** WORK INSTRUCTIONS **
Go line by line through the entries below and count those containing the string "filling"; give only the count.

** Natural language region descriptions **

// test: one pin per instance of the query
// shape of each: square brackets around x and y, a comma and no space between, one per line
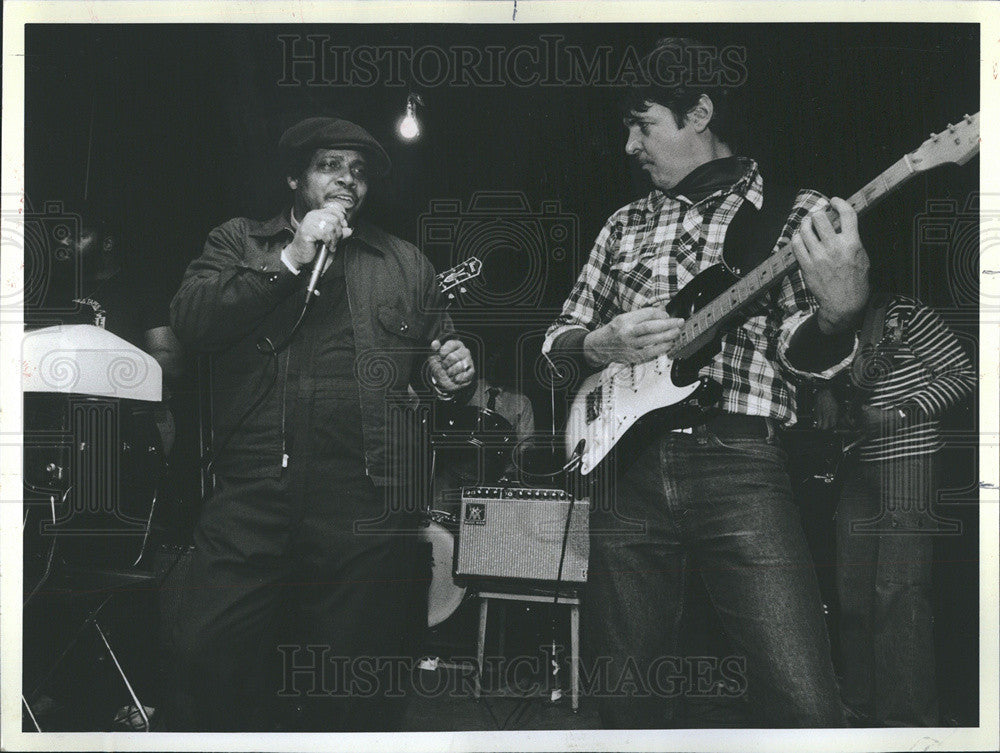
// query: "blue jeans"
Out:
[885,528]
[716,503]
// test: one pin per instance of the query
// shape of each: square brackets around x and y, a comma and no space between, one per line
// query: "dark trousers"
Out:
[358,602]
[715,503]
[885,522]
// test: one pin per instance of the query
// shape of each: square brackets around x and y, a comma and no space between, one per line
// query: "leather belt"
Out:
[737,425]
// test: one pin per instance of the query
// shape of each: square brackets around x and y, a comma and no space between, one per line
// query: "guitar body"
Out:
[629,401]
[623,404]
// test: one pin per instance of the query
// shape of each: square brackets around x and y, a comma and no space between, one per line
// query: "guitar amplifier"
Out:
[517,534]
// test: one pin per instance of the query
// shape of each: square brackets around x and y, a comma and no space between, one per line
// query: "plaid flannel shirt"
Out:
[650,249]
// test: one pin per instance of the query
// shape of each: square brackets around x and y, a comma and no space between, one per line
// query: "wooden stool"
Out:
[570,599]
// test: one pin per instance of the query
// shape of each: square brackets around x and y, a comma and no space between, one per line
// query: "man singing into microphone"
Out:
[304,523]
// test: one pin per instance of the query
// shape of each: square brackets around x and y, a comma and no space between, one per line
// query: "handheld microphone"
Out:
[321,258]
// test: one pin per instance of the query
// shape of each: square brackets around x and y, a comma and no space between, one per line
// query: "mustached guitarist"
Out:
[719,491]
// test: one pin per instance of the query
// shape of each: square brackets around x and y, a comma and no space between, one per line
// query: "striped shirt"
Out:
[650,249]
[923,365]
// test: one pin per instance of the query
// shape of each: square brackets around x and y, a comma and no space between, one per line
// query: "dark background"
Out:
[174,128]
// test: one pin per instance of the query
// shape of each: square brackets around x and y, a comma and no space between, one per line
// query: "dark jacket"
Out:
[239,291]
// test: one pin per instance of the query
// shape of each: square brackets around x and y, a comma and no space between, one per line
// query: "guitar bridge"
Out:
[594,400]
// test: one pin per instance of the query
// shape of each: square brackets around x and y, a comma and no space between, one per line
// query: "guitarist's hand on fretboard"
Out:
[632,337]
[834,266]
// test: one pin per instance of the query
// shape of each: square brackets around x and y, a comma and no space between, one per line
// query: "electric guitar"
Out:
[611,403]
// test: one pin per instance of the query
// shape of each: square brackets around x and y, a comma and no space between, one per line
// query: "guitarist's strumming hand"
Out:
[632,337]
[834,266]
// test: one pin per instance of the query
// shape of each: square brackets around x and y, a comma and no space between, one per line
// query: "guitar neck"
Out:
[700,329]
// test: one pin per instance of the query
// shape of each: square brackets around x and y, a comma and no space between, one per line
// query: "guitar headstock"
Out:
[956,144]
[459,274]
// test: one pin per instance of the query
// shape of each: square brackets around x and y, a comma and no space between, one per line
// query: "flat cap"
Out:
[334,133]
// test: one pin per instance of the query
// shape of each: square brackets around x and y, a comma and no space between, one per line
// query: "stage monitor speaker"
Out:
[516,534]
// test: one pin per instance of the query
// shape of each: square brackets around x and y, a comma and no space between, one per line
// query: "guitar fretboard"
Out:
[701,327]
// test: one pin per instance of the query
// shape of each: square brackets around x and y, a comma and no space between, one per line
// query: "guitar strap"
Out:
[752,233]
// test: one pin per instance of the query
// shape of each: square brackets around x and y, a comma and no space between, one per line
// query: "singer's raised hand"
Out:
[328,225]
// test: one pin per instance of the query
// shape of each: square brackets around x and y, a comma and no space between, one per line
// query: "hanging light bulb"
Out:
[409,126]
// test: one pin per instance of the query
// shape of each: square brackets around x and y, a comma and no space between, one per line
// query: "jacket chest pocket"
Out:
[401,322]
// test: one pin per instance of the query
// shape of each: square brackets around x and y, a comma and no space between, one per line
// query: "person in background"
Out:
[886,518]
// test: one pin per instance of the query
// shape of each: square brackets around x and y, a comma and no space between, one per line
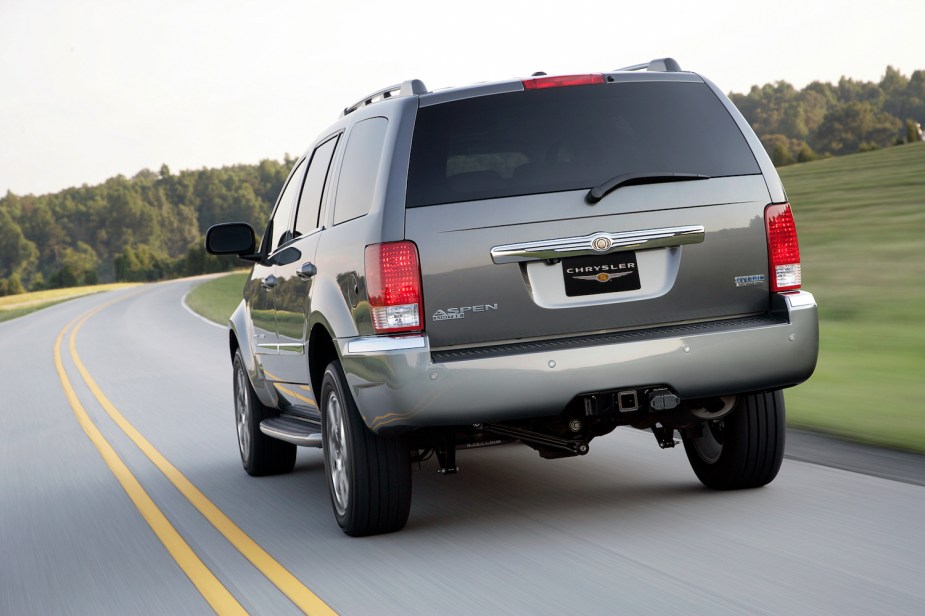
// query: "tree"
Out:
[17,253]
[849,126]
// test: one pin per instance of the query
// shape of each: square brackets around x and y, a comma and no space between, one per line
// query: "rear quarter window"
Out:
[570,138]
[360,169]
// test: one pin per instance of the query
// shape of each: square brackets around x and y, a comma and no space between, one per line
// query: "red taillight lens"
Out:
[562,80]
[393,283]
[783,248]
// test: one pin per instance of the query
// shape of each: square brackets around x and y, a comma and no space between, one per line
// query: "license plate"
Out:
[611,273]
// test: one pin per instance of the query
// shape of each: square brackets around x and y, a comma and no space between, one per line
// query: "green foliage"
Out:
[11,285]
[833,120]
[862,237]
[145,228]
[216,299]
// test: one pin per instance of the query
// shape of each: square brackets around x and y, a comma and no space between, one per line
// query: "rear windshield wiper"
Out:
[599,192]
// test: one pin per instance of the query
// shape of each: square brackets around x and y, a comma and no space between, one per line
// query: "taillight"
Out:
[562,80]
[783,248]
[393,283]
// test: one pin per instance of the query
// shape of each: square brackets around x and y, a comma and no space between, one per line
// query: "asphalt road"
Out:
[624,530]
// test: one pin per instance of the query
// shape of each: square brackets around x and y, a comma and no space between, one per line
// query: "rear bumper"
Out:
[400,384]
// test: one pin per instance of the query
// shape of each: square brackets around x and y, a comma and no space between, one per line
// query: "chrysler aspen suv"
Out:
[538,261]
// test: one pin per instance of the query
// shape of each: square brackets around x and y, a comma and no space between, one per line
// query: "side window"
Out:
[357,182]
[279,224]
[310,201]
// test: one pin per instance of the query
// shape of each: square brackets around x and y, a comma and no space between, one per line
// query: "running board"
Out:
[295,431]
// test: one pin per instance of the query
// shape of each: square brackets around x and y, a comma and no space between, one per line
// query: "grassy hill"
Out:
[861,221]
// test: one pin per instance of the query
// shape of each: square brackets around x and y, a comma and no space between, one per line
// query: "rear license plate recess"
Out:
[596,274]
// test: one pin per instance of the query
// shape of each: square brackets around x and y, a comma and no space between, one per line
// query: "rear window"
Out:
[570,138]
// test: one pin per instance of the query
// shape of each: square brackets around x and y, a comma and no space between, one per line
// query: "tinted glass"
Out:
[287,200]
[357,182]
[310,201]
[570,138]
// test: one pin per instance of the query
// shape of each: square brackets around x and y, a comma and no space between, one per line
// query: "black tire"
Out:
[368,476]
[745,448]
[260,454]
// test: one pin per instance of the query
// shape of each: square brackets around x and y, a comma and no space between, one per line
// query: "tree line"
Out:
[144,228]
[825,119]
[151,226]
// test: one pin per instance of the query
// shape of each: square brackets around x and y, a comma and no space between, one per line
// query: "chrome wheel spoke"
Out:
[338,454]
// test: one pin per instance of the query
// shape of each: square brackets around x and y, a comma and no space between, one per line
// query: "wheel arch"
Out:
[321,352]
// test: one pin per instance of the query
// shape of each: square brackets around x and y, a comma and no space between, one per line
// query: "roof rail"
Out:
[662,65]
[408,88]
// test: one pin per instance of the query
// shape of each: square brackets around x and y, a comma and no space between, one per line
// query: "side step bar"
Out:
[291,430]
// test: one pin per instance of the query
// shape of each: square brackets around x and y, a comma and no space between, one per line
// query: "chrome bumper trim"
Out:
[379,344]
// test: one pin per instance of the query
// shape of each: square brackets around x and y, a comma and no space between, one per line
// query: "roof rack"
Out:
[662,65]
[408,88]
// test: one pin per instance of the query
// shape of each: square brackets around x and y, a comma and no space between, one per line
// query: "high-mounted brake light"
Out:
[783,248]
[562,80]
[393,283]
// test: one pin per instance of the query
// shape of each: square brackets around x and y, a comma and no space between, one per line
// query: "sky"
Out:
[98,88]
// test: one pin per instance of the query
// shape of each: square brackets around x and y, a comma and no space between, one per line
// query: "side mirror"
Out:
[231,238]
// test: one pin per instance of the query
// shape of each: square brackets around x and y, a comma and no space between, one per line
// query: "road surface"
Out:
[122,492]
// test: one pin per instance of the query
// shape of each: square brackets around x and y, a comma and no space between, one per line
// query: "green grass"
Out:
[13,306]
[861,221]
[217,298]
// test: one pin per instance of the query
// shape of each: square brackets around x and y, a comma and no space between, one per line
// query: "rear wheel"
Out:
[369,477]
[260,454]
[743,449]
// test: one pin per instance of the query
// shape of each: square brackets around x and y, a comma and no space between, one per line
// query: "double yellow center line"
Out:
[214,592]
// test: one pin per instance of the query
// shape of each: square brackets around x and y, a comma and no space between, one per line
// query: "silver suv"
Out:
[534,261]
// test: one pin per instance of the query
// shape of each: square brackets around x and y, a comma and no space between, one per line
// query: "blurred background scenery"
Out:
[126,131]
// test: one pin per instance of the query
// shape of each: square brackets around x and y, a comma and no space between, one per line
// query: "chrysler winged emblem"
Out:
[603,276]
[601,243]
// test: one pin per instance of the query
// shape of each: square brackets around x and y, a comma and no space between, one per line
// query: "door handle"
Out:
[307,271]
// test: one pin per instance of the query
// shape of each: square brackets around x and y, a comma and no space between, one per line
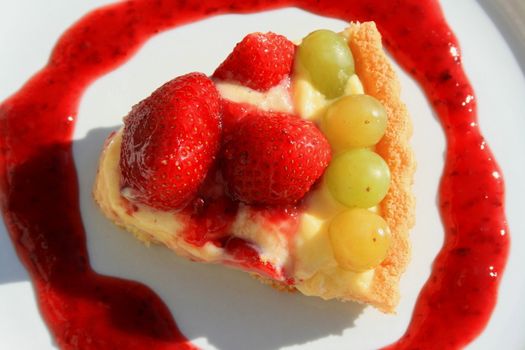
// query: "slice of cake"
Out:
[291,163]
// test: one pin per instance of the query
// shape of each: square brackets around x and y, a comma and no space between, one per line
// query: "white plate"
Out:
[224,309]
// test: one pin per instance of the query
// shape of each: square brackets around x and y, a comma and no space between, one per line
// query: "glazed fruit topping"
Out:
[260,61]
[354,121]
[170,141]
[274,158]
[328,60]
[360,239]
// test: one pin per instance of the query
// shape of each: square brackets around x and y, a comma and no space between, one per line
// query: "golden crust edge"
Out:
[398,208]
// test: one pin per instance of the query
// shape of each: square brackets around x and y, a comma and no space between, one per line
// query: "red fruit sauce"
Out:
[39,194]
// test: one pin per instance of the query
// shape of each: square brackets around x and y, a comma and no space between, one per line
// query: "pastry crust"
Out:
[379,80]
[398,207]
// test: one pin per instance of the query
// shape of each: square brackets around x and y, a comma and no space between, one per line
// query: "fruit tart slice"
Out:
[289,162]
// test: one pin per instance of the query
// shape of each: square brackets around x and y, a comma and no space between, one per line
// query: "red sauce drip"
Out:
[39,194]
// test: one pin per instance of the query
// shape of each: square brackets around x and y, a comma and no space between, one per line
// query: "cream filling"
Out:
[314,267]
[152,225]
[277,99]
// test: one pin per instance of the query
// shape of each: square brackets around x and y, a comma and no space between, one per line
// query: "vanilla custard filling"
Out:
[308,256]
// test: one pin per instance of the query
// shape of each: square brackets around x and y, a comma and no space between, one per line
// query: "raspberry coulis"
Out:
[39,194]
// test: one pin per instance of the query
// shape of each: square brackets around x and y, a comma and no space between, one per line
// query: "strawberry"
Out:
[259,61]
[273,158]
[170,141]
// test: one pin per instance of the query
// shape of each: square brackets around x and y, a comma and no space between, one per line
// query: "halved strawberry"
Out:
[170,141]
[260,61]
[273,158]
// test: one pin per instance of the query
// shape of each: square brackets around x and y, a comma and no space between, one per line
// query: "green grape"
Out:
[358,178]
[327,57]
[360,239]
[354,121]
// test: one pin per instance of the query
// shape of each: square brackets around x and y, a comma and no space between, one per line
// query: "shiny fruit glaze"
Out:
[39,194]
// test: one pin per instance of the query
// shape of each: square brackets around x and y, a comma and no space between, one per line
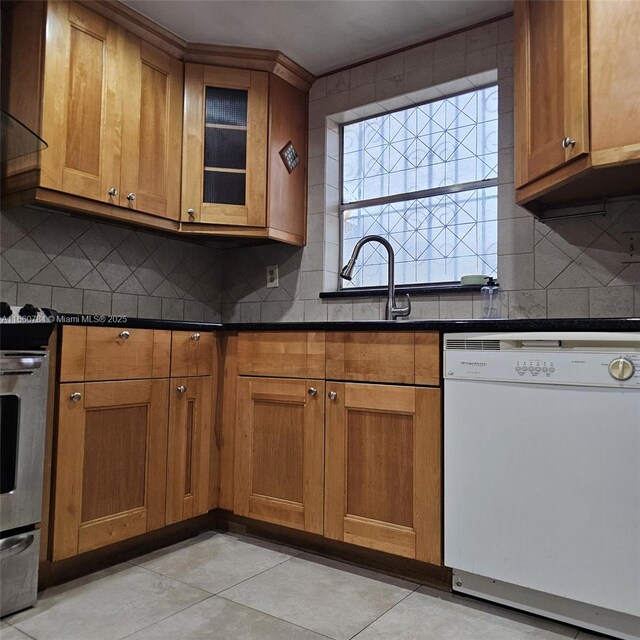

** WRITTEN SOLUTION **
2